▸ The records:
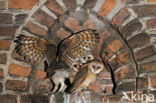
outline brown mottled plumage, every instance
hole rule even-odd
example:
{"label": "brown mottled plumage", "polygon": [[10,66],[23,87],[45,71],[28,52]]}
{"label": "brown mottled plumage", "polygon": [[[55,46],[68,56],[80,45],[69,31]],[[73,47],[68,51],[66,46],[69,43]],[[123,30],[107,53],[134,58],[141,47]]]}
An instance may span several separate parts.
{"label": "brown mottled plumage", "polygon": [[19,35],[15,40],[17,53],[30,63],[47,61],[48,76],[55,84],[53,93],[63,92],[65,79],[74,76],[83,64],[94,59],[91,51],[98,41],[99,34],[95,30],[73,34],[58,45],[58,50],[48,40],[38,37]]}

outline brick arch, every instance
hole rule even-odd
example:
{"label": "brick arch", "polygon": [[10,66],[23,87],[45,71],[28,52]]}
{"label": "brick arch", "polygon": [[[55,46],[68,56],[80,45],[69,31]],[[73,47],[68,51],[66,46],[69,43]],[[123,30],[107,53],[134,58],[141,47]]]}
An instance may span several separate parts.
{"label": "brick arch", "polygon": [[[2,18],[7,17],[6,21],[0,18],[0,21],[2,21],[0,23],[0,31],[3,31],[2,37],[9,37],[9,39],[0,40],[0,43],[6,44],[5,47],[0,45],[0,50],[5,51],[0,54],[0,64],[2,64],[2,66],[0,65],[0,77],[5,79],[2,83],[0,82],[0,87],[3,88],[3,92],[0,90],[1,98],[11,98],[16,102],[17,97],[12,95],[18,91],[21,94],[18,95],[18,101],[20,100],[21,103],[33,100],[49,102],[49,97],[43,94],[45,91],[49,91],[51,85],[49,85],[48,80],[39,81],[46,76],[46,73],[40,69],[42,67],[39,67],[32,74],[32,68],[13,51],[14,44],[11,43],[12,39],[9,41],[10,38],[24,33],[49,38],[57,45],[72,33],[88,28],[100,29],[100,43],[93,54],[97,59],[102,58],[109,70],[109,72],[107,70],[102,71],[96,82],[88,87],[92,101],[95,101],[94,97],[98,97],[101,101],[109,99],[117,102],[121,100],[122,91],[143,90],[144,92],[155,93],[156,61],[154,56],[156,46],[154,36],[156,18],[154,11],[156,6],[148,3],[154,0],[147,0],[145,2],[147,5],[139,4],[139,6],[135,4],[140,3],[139,0],[121,0],[121,3],[126,3],[126,5],[118,13],[113,14],[111,25],[109,25],[110,22],[105,21],[104,17],[114,12],[118,5],[116,0],[106,0],[105,2],[85,0],[84,3],[78,3],[78,0],[63,0],[63,2],[57,2],[56,0],[39,2],[34,0],[31,3],[31,0],[28,0],[26,5],[30,3],[29,6],[24,5],[26,1],[20,1],[22,5],[20,3],[14,5],[13,0],[10,0],[8,8],[13,12],[9,11],[11,14],[4,13]],[[112,2],[113,5],[109,8]],[[0,1],[1,3],[3,2]],[[0,9],[7,10],[6,7],[0,7]],[[22,10],[21,14],[16,14],[14,13],[16,9],[17,12],[22,9],[27,14],[23,15]],[[30,11],[30,14],[28,14],[28,11]],[[0,13],[0,15],[3,15],[3,13]],[[25,18],[27,19],[25,20]],[[6,25],[2,27],[4,24]],[[19,30],[20,32],[17,30],[18,32],[15,35],[15,30],[19,26],[21,30]],[[6,31],[6,28],[8,31]],[[1,58],[3,58],[3,61]],[[4,70],[4,68],[6,69]],[[32,78],[34,77],[36,78],[35,84],[31,85],[30,81],[33,82]],[[112,93],[114,86],[112,78],[115,84],[113,91],[117,95]],[[34,86],[34,89],[32,89],[32,86]],[[5,95],[7,92],[10,95]],[[32,92],[33,95],[30,95]]]}

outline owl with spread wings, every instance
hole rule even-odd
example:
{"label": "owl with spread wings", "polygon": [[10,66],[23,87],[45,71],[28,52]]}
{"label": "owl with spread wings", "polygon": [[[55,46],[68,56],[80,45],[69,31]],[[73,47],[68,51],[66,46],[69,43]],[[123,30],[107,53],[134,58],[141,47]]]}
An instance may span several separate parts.
{"label": "owl with spread wings", "polygon": [[[99,62],[87,63],[94,59],[91,51],[99,38],[96,30],[83,30],[64,39],[57,47],[48,39],[22,34],[14,42],[17,53],[26,61],[31,64],[45,61],[47,77],[53,84],[52,93],[56,93],[65,90],[72,92],[79,86],[84,87],[84,84],[87,84],[86,88],[90,83],[89,77],[95,78],[103,69]],[[70,88],[67,84],[71,85]]]}

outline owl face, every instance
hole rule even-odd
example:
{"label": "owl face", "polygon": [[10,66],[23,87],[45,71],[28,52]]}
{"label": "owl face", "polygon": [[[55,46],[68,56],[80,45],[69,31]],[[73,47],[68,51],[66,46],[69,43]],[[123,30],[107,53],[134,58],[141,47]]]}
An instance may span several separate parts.
{"label": "owl face", "polygon": [[96,61],[93,61],[92,63],[90,63],[89,66],[90,66],[92,73],[95,75],[99,74],[104,68],[104,65],[101,62],[96,62]]}

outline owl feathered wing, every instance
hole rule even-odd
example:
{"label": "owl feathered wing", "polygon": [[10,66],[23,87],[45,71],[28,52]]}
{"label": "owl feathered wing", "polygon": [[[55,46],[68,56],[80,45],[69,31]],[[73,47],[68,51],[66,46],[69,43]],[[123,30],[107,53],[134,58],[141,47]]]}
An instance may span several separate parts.
{"label": "owl feathered wing", "polygon": [[19,35],[16,42],[17,53],[32,64],[39,63],[46,57],[47,41],[38,37]]}
{"label": "owl feathered wing", "polygon": [[80,62],[87,56],[99,41],[96,30],[84,30],[77,32],[65,39],[59,46],[59,59],[68,67]]}

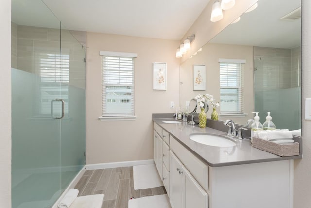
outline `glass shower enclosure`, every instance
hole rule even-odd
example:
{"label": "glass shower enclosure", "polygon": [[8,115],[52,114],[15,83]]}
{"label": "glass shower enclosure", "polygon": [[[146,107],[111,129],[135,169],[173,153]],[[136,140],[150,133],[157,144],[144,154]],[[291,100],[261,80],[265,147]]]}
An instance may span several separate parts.
{"label": "glass shower enclosure", "polygon": [[41,0],[12,4],[12,208],[50,208],[85,165],[85,51]]}

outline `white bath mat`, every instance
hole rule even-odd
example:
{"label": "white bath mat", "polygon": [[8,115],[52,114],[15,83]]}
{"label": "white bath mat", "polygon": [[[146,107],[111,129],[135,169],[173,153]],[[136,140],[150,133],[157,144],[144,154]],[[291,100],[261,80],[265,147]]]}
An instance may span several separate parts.
{"label": "white bath mat", "polygon": [[130,199],[128,208],[171,208],[167,194]]}
{"label": "white bath mat", "polygon": [[79,196],[74,200],[69,208],[101,208],[104,194]]}
{"label": "white bath mat", "polygon": [[154,163],[133,166],[133,176],[135,190],[163,186]]}

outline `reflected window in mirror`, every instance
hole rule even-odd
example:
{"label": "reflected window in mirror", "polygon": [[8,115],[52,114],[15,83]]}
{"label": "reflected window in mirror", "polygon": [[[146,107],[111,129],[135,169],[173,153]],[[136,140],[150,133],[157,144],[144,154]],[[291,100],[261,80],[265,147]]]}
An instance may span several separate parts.
{"label": "reflected window in mirror", "polygon": [[221,114],[244,113],[244,61],[220,59]]}

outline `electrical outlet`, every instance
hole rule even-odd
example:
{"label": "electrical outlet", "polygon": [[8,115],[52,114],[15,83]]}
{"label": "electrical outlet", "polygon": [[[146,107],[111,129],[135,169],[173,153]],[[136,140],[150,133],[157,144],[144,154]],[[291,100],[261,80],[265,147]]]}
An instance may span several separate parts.
{"label": "electrical outlet", "polygon": [[171,106],[171,108],[174,108],[174,101],[171,101],[170,106]]}

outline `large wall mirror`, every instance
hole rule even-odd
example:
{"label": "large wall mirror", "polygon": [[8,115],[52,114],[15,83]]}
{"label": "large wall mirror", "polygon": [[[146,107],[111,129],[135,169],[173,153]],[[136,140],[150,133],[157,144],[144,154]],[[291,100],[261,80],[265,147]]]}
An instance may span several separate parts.
{"label": "large wall mirror", "polygon": [[[256,111],[263,123],[270,112],[276,128],[300,129],[300,0],[260,0],[184,62],[182,108],[198,94],[208,93],[220,102],[219,120],[245,125]],[[205,66],[205,90],[193,87],[196,65]]]}

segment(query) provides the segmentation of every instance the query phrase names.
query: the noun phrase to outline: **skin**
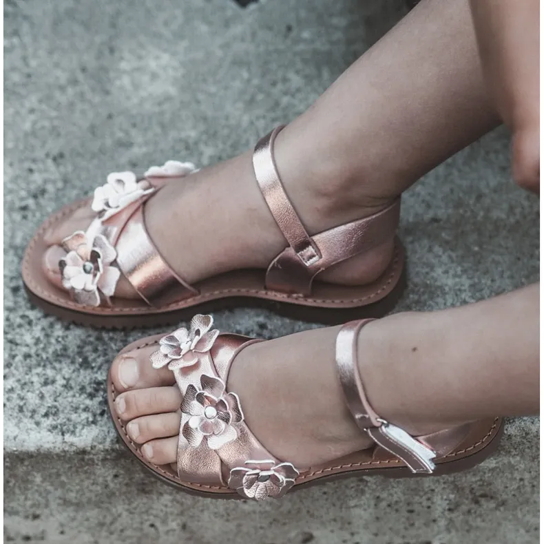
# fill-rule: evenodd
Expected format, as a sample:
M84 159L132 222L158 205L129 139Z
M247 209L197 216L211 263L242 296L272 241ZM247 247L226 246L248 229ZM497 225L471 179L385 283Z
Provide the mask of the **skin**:
M288 194L316 232L385 207L499 122L468 3L428 0L280 134L276 160ZM249 153L162 190L148 204L151 238L190 282L264 266L284 244L256 189ZM200 220L202 206L218 210L213 220ZM88 220L72 218L50 233L50 253ZM247 228L250 220L255 228ZM187 231L198 224L209 243L172 237L172 222ZM383 269L390 251L386 242L332 271L328 279L364 282ZM47 255L44 266L56 281ZM119 289L118 295L131 295L127 286ZM535 413L538 290L531 286L462 308L401 313L365 326L359 364L375 409L415 434L489 415ZM337 384L337 332L308 331L255 344L233 363L228 388L240 395L258 438L280 459L306 465L370 446L347 415ZM143 444L143 454L166 464L176 459L181 398L171 373L151 368L151 351L114 362L112 379L123 392L116 409L131 437ZM271 410L271 404L282 408Z
M512 175L540 193L540 2L471 0L490 96L512 134Z

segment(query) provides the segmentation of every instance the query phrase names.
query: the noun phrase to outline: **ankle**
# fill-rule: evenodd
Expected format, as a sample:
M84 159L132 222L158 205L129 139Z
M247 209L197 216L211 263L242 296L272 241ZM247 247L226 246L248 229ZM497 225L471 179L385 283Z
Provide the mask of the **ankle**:
M278 134L274 151L286 191L311 233L370 216L395 200L394 191L367 180L360 165L326 152L299 125L297 119Z

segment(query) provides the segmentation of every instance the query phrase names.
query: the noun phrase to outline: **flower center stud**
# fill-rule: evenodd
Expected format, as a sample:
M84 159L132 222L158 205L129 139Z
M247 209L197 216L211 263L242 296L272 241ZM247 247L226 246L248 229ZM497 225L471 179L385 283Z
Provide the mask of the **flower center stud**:
M92 263L90 261L85 261L83 263L83 272L85 272L85 274L90 274L94 269L94 266L92 266Z
M271 470L262 470L257 481L260 482L268 481L273 474L273 472Z
M215 419L217 417L217 410L213 406L206 406L204 409L204 415L207 419Z

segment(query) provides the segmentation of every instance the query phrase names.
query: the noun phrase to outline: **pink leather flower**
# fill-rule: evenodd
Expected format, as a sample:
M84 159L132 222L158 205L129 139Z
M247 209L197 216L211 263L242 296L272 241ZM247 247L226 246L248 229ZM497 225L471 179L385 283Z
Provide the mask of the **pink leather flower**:
M233 468L229 487L247 499L263 501L269 496L280 499L294 485L300 472L291 463L273 461L247 461L245 466Z
M196 171L192 163L167 160L163 166L151 166L144 174L146 178L183 178Z
M90 240L78 231L63 240L63 247L67 254L59 262L62 282L76 302L99 306L101 293L113 295L121 272L111 266L117 253L105 236Z
M149 182L136 181L133 172L112 172L106 183L94 189L91 207L100 213L102 220L105 220L153 191Z
M154 368L168 364L168 369L175 370L191 366L198 360L196 353L205 353L216 341L219 331L210 330L213 324L211 315L198 314L191 320L189 330L178 328L159 340L160 346L149 357Z
M181 434L193 448L205 439L211 450L232 442L238 436L234 426L244 419L238 395L225 394L222 380L206 374L200 377L200 389L192 384L187 386L181 411L189 416Z

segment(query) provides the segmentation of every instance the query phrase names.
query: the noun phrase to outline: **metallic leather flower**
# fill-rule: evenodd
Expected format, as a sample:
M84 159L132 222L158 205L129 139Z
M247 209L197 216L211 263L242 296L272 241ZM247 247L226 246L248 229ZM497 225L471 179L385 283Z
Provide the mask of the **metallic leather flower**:
M229 487L255 501L283 496L295 485L295 479L300 474L291 463L276 465L275 461L266 460L247 461L244 464L231 470Z
M205 353L216 341L219 331L211 331L213 318L198 314L191 320L189 330L178 328L159 340L158 351L151 355L154 368L168 364L170 370L191 366L197 361L196 353Z
M146 178L182 178L196 171L192 163L167 160L163 166L151 166L144 176Z
M121 275L110 266L117 256L114 247L101 234L91 241L83 231L63 240L66 256L59 262L62 282L81 304L99 306L100 293L111 297Z
M211 450L232 442L238 436L234 426L244 419L238 396L225 394L223 381L206 374L200 376L200 389L192 384L187 386L181 411L190 416L181 434L193 448L204 439Z
M136 181L133 172L112 172L106 183L94 189L91 207L105 220L154 190L148 182Z

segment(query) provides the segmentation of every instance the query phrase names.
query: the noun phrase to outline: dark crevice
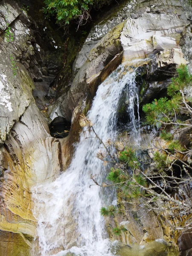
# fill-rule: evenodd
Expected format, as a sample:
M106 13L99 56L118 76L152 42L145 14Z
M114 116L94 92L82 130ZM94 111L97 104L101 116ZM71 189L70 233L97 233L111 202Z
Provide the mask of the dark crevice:
M54 138L65 138L69 134L71 122L62 116L57 116L51 122L49 126L50 134Z

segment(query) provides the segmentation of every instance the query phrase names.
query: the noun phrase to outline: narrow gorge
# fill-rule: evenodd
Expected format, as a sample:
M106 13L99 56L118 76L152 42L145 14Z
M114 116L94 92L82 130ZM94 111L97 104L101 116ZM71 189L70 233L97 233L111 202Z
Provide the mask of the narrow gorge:
M0 255L192 255L192 3L107 3L0 1Z

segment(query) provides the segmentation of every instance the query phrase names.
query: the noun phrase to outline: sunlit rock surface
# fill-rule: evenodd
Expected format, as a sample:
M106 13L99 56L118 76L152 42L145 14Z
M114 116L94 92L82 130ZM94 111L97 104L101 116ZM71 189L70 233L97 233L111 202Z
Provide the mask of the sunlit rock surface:
M154 63L150 67L155 67L154 70L186 64L182 51L190 60L191 32L177 0L125 1L112 16L107 15L92 29L73 64L71 82L62 84L63 91L49 108L51 118L58 115L72 121L68 137L55 139L50 135L47 120L37 108L32 93L35 89L34 97L41 97L43 101L49 86L45 89L43 86L41 91L41 82L49 73L47 84L50 83L58 67L40 67L35 56L42 54L43 59L46 54L34 39L27 14L15 1L9 1L6 6L1 2L0 253L26 256L36 228L31 188L53 180L65 169L73 152L72 144L78 139L79 117L82 111L88 110L99 85L122 61L131 60L133 66L141 67L143 64L135 60L150 59L152 55ZM7 23L13 41L5 36ZM150 66L150 60L145 61L145 64ZM151 93L158 91L158 87L165 88L169 82L166 79L164 84L154 79L145 88L145 96L150 95L150 99ZM65 90L66 87L69 90ZM127 223L130 234L123 241L136 241L142 245L156 239L169 241L173 235L170 229L155 221L152 215L144 218L144 225L155 224L145 231L138 224ZM69 233L70 231L70 227ZM186 236L182 235L180 244ZM182 251L186 250L185 244L180 247Z

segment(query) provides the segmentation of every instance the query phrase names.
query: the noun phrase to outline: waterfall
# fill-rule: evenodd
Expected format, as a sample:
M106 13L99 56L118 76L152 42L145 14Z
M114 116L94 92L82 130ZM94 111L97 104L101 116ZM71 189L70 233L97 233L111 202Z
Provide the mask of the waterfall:
M96 134L105 143L115 139L116 111L122 90L126 85L135 86L135 72L129 73L127 69L120 65L101 84L87 114ZM133 97L131 96L130 102L134 109ZM34 215L38 221L38 255L41 256L61 250L57 255L68 252L87 256L113 255L100 213L101 208L106 204L105 198L110 196L105 197L108 189L95 186L90 178L94 176L99 183L102 183L109 166L105 167L96 157L98 151L104 149L94 134L86 132L86 129L84 128L80 134L67 170L53 182L33 189ZM108 203L111 204L110 201ZM35 251L34 248L32 254L36 256Z

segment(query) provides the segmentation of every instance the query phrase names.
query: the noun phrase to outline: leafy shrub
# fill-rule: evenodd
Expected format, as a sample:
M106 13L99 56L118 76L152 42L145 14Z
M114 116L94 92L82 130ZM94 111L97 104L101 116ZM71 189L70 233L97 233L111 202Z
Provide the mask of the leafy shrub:
M56 16L57 23L69 24L72 20L76 19L79 23L90 17L92 8L99 8L108 4L111 0L45 0L46 14Z

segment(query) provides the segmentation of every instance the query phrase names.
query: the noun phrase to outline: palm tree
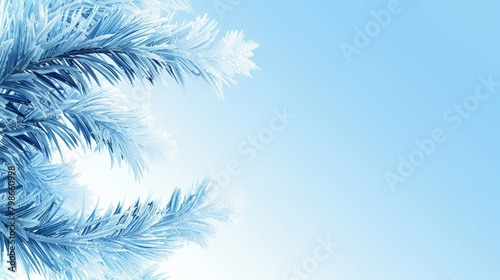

▸ Task goal: Which lines in the listing contain the word "noun"? Return every one of them in full.

▸ Written response:
query: the noun phrase to outline: **skin**
query: the noun phrase to outline: **ankle**
query: the noun phrase to outline: **flower center stud**
query: the noun phrase to outline: **pink leather flower**
query: the noun phrase to outline: **metallic leather flower**
query: the noun phrase to outline: dark crevice
query: the noun phrase to outline: narrow gorge
query: the noun phrase to outline: sunlit rock surface
query: the noun phrase to outline: waterfall
query: the noun phrase to outline: leafy shrub
query: the noun phrase to outline: palm tree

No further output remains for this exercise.